(Point annotation records)

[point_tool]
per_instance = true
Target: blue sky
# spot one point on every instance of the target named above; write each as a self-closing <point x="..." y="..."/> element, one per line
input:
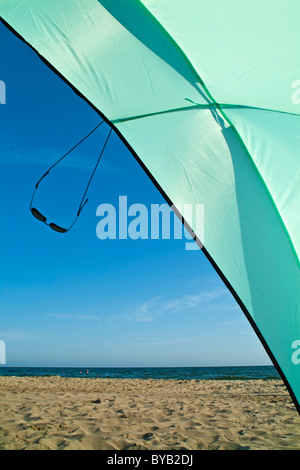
<point x="75" y="300"/>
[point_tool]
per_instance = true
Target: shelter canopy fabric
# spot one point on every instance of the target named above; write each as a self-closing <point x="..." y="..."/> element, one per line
<point x="202" y="92"/>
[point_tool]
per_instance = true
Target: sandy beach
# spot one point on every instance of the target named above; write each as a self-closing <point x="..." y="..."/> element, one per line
<point x="83" y="413"/>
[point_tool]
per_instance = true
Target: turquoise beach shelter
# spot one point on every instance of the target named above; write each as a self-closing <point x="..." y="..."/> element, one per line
<point x="205" y="94"/>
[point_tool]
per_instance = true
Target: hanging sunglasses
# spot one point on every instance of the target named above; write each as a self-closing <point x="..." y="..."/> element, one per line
<point x="38" y="215"/>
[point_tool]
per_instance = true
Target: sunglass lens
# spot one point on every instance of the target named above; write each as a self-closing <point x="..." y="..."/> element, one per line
<point x="38" y="215"/>
<point x="57" y="228"/>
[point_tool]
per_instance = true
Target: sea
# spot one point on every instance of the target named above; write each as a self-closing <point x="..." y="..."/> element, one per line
<point x="165" y="373"/>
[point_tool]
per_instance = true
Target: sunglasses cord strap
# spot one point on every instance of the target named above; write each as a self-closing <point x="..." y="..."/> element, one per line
<point x="69" y="151"/>
<point x="82" y="204"/>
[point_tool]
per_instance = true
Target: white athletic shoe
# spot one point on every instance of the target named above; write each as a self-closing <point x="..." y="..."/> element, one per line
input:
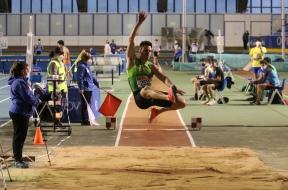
<point x="205" y="102"/>
<point x="211" y="102"/>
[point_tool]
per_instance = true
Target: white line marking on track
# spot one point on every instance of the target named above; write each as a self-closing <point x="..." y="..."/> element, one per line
<point x="187" y="131"/>
<point x="4" y="86"/>
<point x="6" y="123"/>
<point x="4" y="78"/>
<point x="155" y="129"/>
<point x="4" y="99"/>
<point x="122" y="121"/>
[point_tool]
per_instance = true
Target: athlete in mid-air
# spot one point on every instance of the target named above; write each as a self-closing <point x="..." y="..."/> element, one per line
<point x="140" y="72"/>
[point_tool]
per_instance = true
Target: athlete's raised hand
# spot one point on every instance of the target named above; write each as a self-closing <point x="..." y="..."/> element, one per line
<point x="141" y="17"/>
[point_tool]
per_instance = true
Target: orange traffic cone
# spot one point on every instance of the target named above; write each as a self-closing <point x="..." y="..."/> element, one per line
<point x="38" y="139"/>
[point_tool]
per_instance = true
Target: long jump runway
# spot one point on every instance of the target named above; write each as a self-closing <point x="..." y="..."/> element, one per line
<point x="167" y="129"/>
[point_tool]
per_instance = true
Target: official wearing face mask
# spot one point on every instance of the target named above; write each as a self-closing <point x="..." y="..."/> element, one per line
<point x="85" y="81"/>
<point x="268" y="80"/>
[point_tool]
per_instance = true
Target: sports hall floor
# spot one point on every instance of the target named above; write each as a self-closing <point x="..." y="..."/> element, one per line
<point x="262" y="128"/>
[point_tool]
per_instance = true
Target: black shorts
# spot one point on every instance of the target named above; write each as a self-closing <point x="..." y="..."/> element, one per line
<point x="143" y="103"/>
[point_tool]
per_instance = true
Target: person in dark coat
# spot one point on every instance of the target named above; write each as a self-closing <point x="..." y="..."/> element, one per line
<point x="85" y="82"/>
<point x="245" y="39"/>
<point x="21" y="108"/>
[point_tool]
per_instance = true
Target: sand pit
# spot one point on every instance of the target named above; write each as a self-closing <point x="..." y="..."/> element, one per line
<point x="149" y="168"/>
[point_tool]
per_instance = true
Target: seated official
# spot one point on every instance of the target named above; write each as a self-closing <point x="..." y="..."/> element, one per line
<point x="214" y="83"/>
<point x="85" y="82"/>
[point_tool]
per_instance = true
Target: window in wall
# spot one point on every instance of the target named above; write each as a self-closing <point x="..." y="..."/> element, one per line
<point x="231" y="6"/>
<point x="178" y="6"/>
<point x="123" y="6"/>
<point x="15" y="6"/>
<point x="56" y="6"/>
<point x="46" y="6"/>
<point x="36" y="6"/>
<point x="210" y="6"/>
<point x="220" y="5"/>
<point x="75" y="6"/>
<point x="266" y="3"/>
<point x="25" y="6"/>
<point x="102" y="6"/>
<point x="276" y="3"/>
<point x="92" y="6"/>
<point x="144" y="5"/>
<point x="200" y="6"/>
<point x="153" y="6"/>
<point x="190" y="6"/>
<point x="112" y="6"/>
<point x="67" y="6"/>
<point x="170" y="6"/>
<point x="133" y="6"/>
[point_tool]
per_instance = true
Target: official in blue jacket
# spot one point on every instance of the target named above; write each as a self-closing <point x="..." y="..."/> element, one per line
<point x="21" y="109"/>
<point x="85" y="81"/>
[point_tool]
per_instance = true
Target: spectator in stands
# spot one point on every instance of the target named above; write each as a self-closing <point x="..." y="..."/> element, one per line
<point x="256" y="55"/>
<point x="214" y="83"/>
<point x="39" y="47"/>
<point x="107" y="48"/>
<point x="156" y="48"/>
<point x="66" y="59"/>
<point x="200" y="80"/>
<point x="268" y="80"/>
<point x="194" y="49"/>
<point x="113" y="47"/>
<point x="140" y="72"/>
<point x="92" y="51"/>
<point x="245" y="39"/>
<point x="21" y="109"/>
<point x="85" y="82"/>
<point x="208" y="35"/>
<point x="176" y="46"/>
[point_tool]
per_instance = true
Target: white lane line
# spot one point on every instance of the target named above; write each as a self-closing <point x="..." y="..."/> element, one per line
<point x="187" y="131"/>
<point x="4" y="86"/>
<point x="6" y="123"/>
<point x="4" y="78"/>
<point x="122" y="120"/>
<point x="4" y="99"/>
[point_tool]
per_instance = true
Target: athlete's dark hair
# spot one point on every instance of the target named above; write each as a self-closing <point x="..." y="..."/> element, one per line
<point x="17" y="68"/>
<point x="145" y="43"/>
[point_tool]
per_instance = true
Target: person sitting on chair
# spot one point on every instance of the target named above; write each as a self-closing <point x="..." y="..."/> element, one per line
<point x="21" y="109"/>
<point x="56" y="70"/>
<point x="212" y="84"/>
<point x="85" y="82"/>
<point x="140" y="72"/>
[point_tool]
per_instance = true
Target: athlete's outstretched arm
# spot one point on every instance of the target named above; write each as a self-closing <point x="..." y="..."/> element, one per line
<point x="161" y="76"/>
<point x="130" y="53"/>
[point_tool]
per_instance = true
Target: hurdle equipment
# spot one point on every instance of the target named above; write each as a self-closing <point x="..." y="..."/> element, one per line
<point x="110" y="105"/>
<point x="4" y="163"/>
<point x="38" y="139"/>
<point x="111" y="122"/>
<point x="196" y="123"/>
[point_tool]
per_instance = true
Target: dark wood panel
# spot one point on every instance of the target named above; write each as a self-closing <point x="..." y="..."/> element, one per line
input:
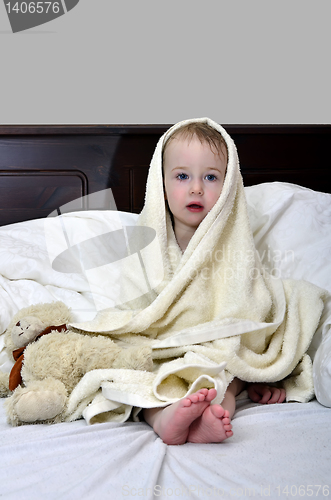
<point x="63" y="162"/>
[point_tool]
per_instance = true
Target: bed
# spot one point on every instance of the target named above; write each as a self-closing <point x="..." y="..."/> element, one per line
<point x="278" y="451"/>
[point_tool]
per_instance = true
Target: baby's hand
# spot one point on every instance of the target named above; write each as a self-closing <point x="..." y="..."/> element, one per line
<point x="265" y="394"/>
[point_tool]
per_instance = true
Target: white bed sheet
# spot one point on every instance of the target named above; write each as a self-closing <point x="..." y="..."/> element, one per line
<point x="273" y="448"/>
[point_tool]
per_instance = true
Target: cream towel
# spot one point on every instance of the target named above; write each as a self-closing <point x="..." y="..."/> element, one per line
<point x="211" y="305"/>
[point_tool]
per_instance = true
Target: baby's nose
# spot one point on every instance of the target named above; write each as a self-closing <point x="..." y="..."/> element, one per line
<point x="196" y="186"/>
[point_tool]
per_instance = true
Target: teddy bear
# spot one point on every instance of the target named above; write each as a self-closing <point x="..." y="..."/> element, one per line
<point x="50" y="359"/>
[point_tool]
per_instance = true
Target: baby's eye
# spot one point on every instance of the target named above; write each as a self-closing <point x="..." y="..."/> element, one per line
<point x="182" y="177"/>
<point x="211" y="177"/>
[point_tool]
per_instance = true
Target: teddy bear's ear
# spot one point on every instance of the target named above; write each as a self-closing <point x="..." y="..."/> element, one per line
<point x="26" y="330"/>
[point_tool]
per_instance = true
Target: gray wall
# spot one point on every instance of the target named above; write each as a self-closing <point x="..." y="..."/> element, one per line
<point x="160" y="61"/>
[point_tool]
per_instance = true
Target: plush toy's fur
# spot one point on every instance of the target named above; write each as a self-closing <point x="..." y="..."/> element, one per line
<point x="55" y="363"/>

■ **Aim**
List every line of the material above that contains the string "teddy", treating uppercase and lowercase letters as distinct.

■ **Answer for this exercise**
Target: teddy bear
Target: teddy bear's ear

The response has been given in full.